Please translate this sentence from the Cannes festival report into Spanish: "Last night's red carpet was a soggy sponge, and the deluge poured down until the morning turned sunny but cold."

* _Page extract_

######

A fierce rainstorm with driving wind swept across Cannes in the early dawn hours of the festival's first full day. Last night's red carpet was a soggy sponge, and the deluge poured down until the morning turned sunny but cold. The weather seemed an omen for two new films, each crossing racial and social boundaries to examine the vagaries of stormy lives.

Premiering in competition, the thriller policier "Les Miserables" by French director Ladj Ly, is set in the present, in the Paris neighborhood of Victor Hugo's novel. It's the neighborhood that Ly grew up in and knows intimately, dominated by blocks of suburban housing projects populated largely by residents of North African, Middle Eastern, and Roma heritage—the city's most disadvantaged citizens. The time may be now, but the poverty, disenfranchisement, and abuse of power by authorities hasn't changed much since Hugo's time.

######

* _Data extract_

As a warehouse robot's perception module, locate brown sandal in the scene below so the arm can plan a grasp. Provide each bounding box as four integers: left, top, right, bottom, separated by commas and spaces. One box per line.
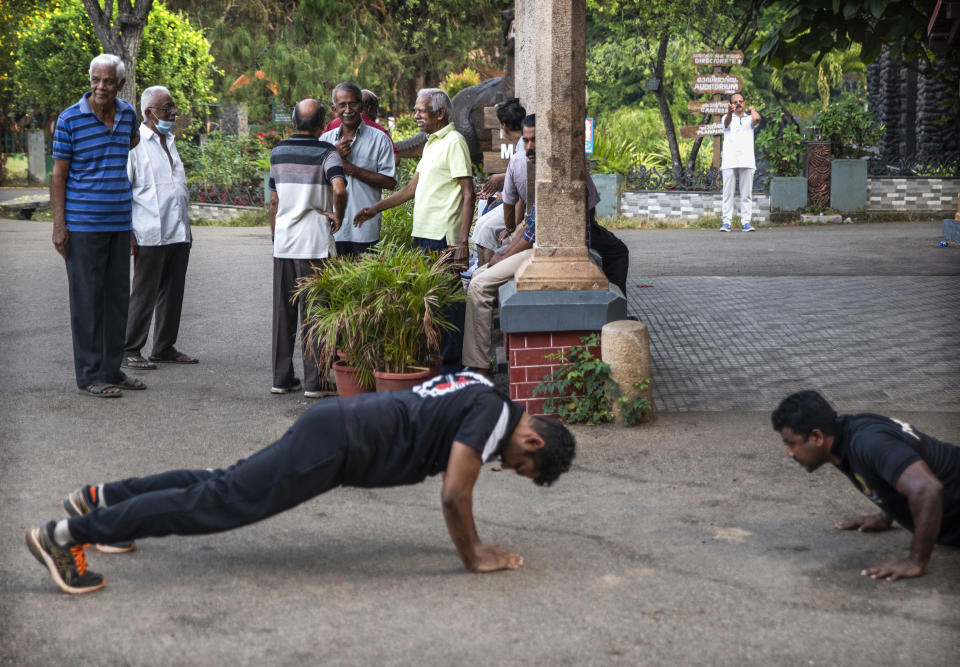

######

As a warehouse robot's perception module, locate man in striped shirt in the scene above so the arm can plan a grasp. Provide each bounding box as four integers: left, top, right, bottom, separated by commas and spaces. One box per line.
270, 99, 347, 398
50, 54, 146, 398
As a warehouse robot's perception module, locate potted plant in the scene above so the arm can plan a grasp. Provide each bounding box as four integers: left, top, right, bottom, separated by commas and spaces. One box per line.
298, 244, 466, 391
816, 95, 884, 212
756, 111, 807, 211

######

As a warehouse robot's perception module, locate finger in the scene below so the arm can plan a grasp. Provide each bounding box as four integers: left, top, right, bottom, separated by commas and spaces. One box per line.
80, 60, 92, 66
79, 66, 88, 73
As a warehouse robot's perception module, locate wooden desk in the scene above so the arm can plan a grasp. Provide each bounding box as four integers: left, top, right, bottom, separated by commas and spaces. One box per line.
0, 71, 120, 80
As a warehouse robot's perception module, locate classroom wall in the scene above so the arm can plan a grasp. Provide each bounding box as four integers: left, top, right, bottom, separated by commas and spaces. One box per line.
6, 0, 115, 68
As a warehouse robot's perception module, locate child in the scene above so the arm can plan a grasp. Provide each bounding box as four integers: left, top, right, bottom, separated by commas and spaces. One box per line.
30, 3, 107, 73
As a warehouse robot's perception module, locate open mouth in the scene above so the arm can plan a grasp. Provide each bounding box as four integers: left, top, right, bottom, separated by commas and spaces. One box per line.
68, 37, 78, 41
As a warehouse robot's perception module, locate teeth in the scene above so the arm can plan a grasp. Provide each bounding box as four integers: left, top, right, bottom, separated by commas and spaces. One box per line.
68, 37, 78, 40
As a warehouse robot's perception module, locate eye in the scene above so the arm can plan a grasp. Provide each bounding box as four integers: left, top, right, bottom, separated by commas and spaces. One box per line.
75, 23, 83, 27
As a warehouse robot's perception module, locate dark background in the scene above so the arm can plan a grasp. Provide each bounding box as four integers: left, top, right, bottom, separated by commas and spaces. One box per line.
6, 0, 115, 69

######

* _Written answer_
La alfombra roja de anoche era una esponja empapada, y el aguacero cayó hasta que la mañana se volvió soleada pero fría.